Problem to work on:
Continue the passage below about American and Georgia women's service during World War I, starting right after its final sentence.

Text under study:

______________________________

With the United States’ declaration of war on Germany on April 6, 1917, President Wilson immediately mobilized troops and readied the United States to enter the Great War. Various federal and private organizations had already begun to participate in relief efforts and many others sprang into action instantly. Across the country, women of all classes, nationalities, and races joined service and military organizations prepared to mobilize for the battlefront, the hospital, and the relief effort. They trained as drivers, machinists, telephone operators, office workers, and linguists, and provided support for military and aid organizations during and after the war. Nurses traveled overseas to work in foreign hospitals or volunteered with the American Red Cross, American Women’s Hospital Services, or Army Nurse Corps.
On the home front, women organized bond drives for Liberty Loans supporting the Allied effort, worked jobs vacated by men called to war, and founded and supported organizations intended to coordinate and provide support for the war effort. Atlanta women formed the Woman’s Council of National Defense, Georgia division, and immediately began to gather members and support from around the state. Council chair Mildred McPheeters Inman recruited members from around the state including her family members, niece Emily MacDougald Inman (future owner of Swan House) and her mother, Emily Fitten MacDougald. The Woman’s Council encouraged women to enroll in nursing programs, supported child welfare programs, and advocated for food conservation and public health.
Through her work with the Neighborhood Union, leader and activist Lugenia Burns Hope supported returning soldiers by organizing canteen and recreational services for black and Jewish soldiers who were not permitted in segregated canteens. As Special War Work Secretary for the Young Women’s Christian Association (YWCA), Hope trained young women at Camp Upton in New York to work in the YWCA Hostess Houses.

______________________________

Data provided:
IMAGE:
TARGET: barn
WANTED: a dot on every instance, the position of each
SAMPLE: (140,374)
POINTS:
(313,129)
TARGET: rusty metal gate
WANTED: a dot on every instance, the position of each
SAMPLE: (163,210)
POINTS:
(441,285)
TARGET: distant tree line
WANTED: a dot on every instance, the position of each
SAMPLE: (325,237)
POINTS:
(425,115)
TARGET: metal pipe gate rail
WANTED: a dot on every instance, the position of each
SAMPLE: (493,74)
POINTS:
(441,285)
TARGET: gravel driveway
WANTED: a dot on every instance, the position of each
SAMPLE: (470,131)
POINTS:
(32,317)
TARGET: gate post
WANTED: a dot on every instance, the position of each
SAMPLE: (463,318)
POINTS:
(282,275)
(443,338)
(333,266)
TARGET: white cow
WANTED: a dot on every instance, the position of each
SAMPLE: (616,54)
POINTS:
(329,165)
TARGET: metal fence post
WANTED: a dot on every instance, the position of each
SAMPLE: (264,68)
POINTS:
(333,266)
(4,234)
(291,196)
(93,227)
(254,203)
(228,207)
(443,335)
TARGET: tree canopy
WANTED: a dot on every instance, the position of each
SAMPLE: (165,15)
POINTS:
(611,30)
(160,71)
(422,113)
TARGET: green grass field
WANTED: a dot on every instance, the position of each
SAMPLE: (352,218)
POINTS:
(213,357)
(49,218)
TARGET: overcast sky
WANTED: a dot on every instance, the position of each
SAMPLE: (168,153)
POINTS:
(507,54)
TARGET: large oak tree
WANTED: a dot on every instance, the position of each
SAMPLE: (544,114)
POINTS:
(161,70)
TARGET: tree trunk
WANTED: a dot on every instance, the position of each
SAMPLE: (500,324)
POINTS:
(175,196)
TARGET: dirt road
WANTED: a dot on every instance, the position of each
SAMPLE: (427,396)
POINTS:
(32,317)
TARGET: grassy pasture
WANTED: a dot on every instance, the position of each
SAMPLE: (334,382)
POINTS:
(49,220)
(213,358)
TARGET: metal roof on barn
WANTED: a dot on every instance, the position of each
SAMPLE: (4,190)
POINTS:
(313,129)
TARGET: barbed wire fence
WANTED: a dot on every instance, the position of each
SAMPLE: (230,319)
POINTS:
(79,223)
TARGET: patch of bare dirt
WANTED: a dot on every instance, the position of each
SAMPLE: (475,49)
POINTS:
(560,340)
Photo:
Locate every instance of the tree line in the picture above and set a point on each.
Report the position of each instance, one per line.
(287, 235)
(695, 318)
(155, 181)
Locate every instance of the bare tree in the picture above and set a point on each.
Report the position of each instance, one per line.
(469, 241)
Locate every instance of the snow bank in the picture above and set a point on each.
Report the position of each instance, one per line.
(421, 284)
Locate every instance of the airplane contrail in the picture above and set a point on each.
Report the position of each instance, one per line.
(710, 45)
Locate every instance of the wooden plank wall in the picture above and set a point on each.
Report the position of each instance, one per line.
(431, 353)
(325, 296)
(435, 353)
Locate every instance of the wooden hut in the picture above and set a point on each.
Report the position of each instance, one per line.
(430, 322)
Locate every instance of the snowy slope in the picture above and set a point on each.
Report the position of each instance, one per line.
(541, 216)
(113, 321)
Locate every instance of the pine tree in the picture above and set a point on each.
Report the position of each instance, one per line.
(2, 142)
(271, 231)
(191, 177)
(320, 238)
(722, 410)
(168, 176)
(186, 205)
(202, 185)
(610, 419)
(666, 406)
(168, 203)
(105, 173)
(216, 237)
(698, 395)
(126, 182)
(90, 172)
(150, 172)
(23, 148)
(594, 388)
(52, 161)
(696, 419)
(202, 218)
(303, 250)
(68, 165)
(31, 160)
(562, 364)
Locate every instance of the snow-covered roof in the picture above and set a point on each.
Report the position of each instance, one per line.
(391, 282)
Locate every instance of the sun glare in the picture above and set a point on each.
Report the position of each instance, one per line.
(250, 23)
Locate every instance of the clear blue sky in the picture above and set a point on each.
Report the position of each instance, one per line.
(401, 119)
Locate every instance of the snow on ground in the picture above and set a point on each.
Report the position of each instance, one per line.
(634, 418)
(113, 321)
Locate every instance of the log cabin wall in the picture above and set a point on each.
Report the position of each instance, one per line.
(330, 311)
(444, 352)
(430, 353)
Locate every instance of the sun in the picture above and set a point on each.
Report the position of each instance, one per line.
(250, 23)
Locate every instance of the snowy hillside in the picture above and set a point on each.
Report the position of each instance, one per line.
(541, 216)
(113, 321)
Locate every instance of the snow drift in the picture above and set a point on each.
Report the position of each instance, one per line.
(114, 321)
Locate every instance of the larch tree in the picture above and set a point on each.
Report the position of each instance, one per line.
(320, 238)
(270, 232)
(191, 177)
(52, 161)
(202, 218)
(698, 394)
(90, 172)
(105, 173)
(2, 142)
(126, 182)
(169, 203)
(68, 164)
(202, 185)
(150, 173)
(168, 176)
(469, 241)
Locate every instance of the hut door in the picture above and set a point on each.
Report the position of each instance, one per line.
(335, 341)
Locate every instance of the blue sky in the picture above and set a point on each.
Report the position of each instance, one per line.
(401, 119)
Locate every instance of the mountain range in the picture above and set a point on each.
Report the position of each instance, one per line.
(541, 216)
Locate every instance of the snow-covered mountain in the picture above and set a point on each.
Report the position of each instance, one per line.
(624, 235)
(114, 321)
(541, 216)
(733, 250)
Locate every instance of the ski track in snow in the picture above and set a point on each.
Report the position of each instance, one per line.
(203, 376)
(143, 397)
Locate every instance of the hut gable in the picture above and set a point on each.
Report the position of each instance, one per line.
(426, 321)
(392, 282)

______________________________

Answer area:
Those women serving in the midst of the fighting in Europe were significantly decorated for their wartime contributions. Future influential lawyer and legislator Helen Douglas Mankin was awarded the French Medaille Reconnaissance for her bravery while driving ambulances for the American Women’s Hospital Unit in France. Wilhelmina Drummond Harland, seen in the photo above, also worked as an ambulance driver and chief mechanic with the American Women’s Hospital. Harland’s post war efforts include relocating a field hospital to Serbia to serve refugees. She was decorated by both the French and Serbian governments for her work. Her uniform is currently on display in the Atlanta History Center atrium.
“The doctor had come in to get my evening report (it was just before we go off duty). Just as I was talking to him there was a most terrific crash outside the hospital, then another, and six in rapid succession. After a few minutes lull and then another crash just outside of my window. When this one came I knew it was the hospital that was hit…As I entered the ward, two more blinding flashes came, and more crashes outside of the windows, which were all burst open by the concussion, and then the stillness of death came!”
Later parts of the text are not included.